■ Directions
Apart from the pictures, please restate every entry below exactly.

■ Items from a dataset

Content starts

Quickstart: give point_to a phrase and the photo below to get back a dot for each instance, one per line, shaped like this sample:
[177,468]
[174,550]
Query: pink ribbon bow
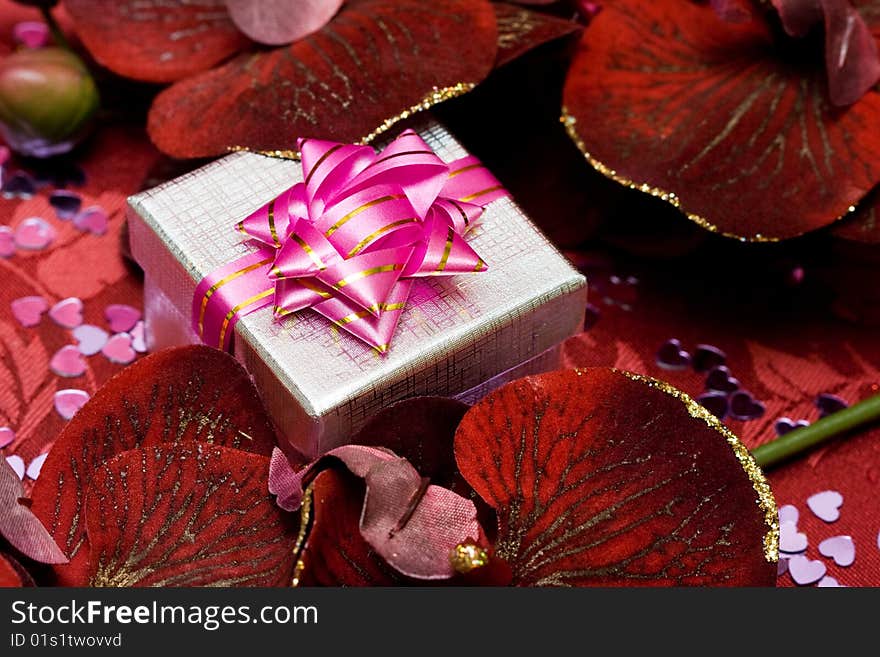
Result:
[349,240]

Content ends

■ Finished task
Quickstart: give point_to a phrase and the photo below to get back a dot for each instance, one per line, shaped like this sample:
[177,468]
[174,550]
Query: pink ribbon bow
Result:
[349,240]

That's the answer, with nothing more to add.